◆ WHAT YOU HAVE TO DO
Recast the records from the line containing "the dark shirt" through the end of the records as a Markdown table with the columns Row and Line. Put one line in each row and leave out blank lines.

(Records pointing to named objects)
- - - -
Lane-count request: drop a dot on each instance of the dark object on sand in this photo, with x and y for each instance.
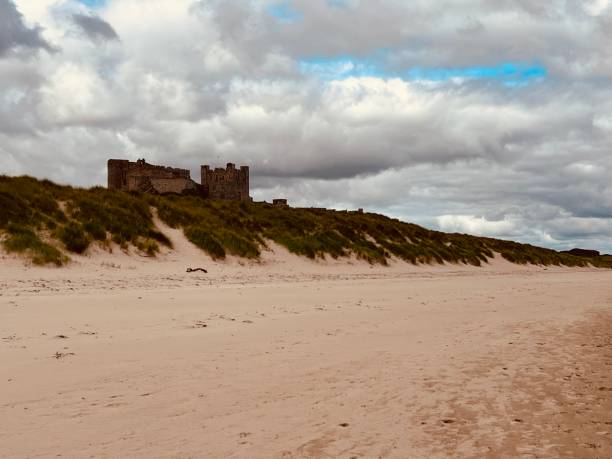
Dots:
(583, 253)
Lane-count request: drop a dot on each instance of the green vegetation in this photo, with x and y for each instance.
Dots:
(23, 240)
(74, 218)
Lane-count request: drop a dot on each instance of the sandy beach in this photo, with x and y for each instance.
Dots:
(124, 356)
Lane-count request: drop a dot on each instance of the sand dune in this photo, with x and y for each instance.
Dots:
(123, 356)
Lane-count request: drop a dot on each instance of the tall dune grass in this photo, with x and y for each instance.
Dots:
(74, 218)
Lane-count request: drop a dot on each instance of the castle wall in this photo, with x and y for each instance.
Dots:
(140, 176)
(229, 183)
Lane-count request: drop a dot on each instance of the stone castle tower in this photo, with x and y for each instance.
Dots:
(229, 183)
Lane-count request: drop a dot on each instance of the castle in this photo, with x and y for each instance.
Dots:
(219, 183)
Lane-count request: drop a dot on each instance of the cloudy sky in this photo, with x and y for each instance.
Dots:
(490, 117)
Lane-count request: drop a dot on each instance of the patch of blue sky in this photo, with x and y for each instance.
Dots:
(342, 67)
(510, 73)
(339, 68)
(284, 11)
(93, 3)
(338, 3)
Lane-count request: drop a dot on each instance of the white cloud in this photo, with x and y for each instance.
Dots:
(214, 81)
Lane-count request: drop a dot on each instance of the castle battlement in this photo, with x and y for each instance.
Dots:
(229, 183)
(219, 183)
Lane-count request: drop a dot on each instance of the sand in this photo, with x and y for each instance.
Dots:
(125, 356)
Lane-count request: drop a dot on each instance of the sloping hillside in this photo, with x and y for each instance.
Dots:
(46, 222)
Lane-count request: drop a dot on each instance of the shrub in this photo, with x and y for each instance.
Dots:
(74, 237)
(23, 240)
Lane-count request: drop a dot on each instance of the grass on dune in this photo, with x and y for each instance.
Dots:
(75, 218)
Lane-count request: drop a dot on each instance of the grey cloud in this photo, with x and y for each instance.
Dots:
(95, 28)
(14, 33)
(528, 162)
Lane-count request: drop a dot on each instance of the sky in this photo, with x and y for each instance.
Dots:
(490, 117)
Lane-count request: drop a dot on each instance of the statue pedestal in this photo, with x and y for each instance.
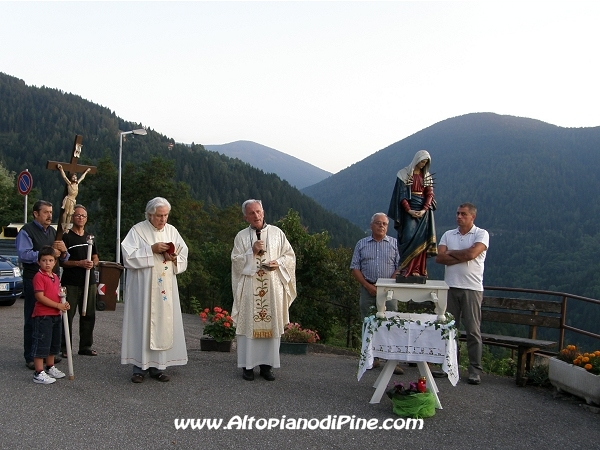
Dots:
(434, 290)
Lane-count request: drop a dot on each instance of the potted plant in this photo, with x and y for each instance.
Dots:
(219, 330)
(576, 373)
(414, 401)
(295, 339)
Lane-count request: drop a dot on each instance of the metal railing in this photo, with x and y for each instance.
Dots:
(563, 298)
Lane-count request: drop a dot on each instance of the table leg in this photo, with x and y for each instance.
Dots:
(382, 380)
(431, 385)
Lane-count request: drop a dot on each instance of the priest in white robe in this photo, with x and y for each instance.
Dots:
(263, 280)
(153, 254)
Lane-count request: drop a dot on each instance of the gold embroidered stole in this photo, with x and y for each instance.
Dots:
(161, 290)
(262, 297)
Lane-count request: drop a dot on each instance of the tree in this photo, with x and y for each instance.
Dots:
(11, 202)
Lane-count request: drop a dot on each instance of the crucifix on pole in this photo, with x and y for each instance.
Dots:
(71, 183)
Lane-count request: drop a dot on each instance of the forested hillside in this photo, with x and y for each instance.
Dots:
(40, 124)
(534, 184)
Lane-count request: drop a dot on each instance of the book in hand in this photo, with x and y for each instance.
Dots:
(172, 250)
(268, 266)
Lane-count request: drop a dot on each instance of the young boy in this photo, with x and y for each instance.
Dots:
(46, 316)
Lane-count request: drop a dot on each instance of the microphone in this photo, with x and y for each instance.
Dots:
(261, 252)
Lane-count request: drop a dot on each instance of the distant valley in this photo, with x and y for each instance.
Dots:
(298, 173)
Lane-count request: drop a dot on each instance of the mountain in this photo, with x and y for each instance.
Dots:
(39, 124)
(298, 173)
(534, 185)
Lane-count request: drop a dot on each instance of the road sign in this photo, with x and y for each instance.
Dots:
(24, 182)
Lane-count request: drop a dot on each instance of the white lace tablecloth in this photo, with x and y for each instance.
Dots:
(412, 338)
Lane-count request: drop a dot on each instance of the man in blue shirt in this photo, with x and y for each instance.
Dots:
(31, 238)
(375, 257)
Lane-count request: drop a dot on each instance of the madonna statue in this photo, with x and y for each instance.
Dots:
(411, 209)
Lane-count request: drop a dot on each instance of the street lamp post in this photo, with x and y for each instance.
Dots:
(139, 132)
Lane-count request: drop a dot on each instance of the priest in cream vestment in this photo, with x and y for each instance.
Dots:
(153, 254)
(263, 279)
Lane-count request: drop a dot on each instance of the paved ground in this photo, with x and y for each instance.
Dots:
(101, 408)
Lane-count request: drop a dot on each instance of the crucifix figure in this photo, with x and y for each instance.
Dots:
(72, 183)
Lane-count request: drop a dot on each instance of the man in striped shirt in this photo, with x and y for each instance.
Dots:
(375, 257)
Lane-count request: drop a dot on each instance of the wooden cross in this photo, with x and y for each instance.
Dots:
(69, 168)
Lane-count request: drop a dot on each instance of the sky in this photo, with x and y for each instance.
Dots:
(329, 82)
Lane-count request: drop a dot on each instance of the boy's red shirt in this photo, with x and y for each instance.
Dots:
(49, 285)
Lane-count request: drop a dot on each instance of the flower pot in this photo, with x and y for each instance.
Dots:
(208, 344)
(574, 380)
(293, 348)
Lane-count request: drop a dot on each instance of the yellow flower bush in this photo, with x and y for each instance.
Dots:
(589, 361)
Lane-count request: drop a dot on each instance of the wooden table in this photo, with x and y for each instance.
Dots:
(410, 338)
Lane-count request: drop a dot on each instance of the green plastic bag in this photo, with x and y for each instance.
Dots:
(417, 405)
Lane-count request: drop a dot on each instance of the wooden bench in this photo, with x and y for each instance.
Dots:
(533, 313)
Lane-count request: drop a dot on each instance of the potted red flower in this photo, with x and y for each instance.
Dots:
(219, 330)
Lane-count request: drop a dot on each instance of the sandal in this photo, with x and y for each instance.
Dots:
(137, 378)
(161, 377)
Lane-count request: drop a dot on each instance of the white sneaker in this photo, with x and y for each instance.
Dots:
(55, 373)
(42, 378)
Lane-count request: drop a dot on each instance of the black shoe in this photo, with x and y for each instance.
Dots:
(474, 379)
(267, 373)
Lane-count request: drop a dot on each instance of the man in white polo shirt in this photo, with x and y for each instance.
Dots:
(463, 251)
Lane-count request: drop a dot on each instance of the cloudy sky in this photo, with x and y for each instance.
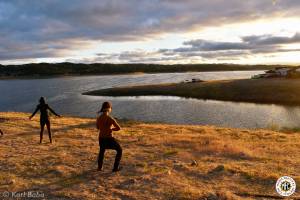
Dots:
(150, 31)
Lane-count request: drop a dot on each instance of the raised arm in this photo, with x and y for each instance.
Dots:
(37, 108)
(116, 127)
(51, 110)
(98, 123)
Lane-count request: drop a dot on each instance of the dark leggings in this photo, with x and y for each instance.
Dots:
(109, 143)
(47, 123)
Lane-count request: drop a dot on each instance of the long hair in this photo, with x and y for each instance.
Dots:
(105, 107)
(42, 100)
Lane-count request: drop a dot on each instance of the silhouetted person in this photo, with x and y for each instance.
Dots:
(44, 117)
(106, 124)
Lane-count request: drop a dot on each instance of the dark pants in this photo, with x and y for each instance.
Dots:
(109, 143)
(46, 122)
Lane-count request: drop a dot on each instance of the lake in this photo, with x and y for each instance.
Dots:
(64, 96)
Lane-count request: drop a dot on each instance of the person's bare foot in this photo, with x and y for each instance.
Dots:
(118, 169)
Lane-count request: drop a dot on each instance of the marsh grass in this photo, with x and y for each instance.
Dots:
(157, 163)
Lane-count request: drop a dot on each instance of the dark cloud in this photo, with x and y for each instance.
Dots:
(205, 50)
(28, 28)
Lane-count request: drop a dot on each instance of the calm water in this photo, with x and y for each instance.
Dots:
(64, 95)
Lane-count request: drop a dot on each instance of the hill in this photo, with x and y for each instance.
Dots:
(159, 161)
(63, 69)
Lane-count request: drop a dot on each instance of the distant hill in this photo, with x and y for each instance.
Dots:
(51, 69)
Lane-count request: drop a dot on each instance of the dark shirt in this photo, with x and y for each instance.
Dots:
(43, 108)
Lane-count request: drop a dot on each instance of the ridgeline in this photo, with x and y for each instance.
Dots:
(67, 69)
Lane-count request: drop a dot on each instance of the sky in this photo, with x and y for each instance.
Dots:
(150, 31)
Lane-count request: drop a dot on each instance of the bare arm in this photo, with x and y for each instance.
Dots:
(97, 123)
(53, 111)
(37, 108)
(117, 127)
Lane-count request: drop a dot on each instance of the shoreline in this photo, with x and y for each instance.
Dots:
(179, 160)
(114, 74)
(263, 91)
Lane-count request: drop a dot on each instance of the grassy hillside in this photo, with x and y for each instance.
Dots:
(159, 162)
(52, 69)
(277, 90)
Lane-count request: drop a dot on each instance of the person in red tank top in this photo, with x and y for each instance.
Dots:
(106, 125)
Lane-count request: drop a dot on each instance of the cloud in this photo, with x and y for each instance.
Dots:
(204, 50)
(31, 29)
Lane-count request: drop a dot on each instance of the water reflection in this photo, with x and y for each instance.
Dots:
(64, 94)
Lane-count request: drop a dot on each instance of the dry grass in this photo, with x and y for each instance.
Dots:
(159, 161)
- - - -
◆ EXERCISE RESPONSE
| Row | Line |
|---|---|
| 1 | Lane-count request: drop a dot on each instance of the dark shirt in this photo, with x and y for each instance. |
| 2 | Dots: |
| 3 | (43, 108) |
| 4 | Lane-count request: drop a dot on each instance of the ridgeline in this photo, with x and y for each instance. |
| 5 | Dots: |
| 6 | (67, 69) |
| 7 | Lane-count request: drop a dot on each instance of the sky in this photo, with x and y for each instance. |
| 8 | Dots: |
| 9 | (150, 31) |
| 10 | Lane-count request: drop a dot on each instance of the bare arm in this photo, with x and y for each instance. |
| 11 | Dots: |
| 12 | (97, 123) |
| 13 | (53, 111) |
| 14 | (37, 108) |
| 15 | (117, 127) |
| 16 | Lane-count request: drop a dot on each instance of the shoreline in this photo, with x and y for each instance. |
| 17 | Dots: |
| 18 | (179, 160) |
| 19 | (114, 74) |
| 20 | (263, 91) |
| 21 | Lane-count request: drop a dot on each instance of the grassy hillside in this photo, with x and y for each instance. |
| 22 | Dots: |
| 23 | (159, 162) |
| 24 | (52, 69) |
| 25 | (277, 90) |
| 26 | Lane-count request: drop a dot on each instance of the person in red tank top in this photo, with x and y for each instance. |
| 27 | Dots: |
| 28 | (106, 125) |
| 29 | Lane-count request: drop a dot on each instance of the cloud in this photo, with x and y for each instance. |
| 30 | Dots: |
| 31 | (204, 50) |
| 32 | (31, 29) |
| 33 | Lane-count request: drop a dot on each instance of the water reflection in this photo, with x and y for each instance. |
| 34 | Dots: |
| 35 | (64, 94) |
| 36 | Lane-count request: drop a dot on each instance of the dry grass in this photo, with x and y for each instance. |
| 37 | Dots: |
| 38 | (159, 161) |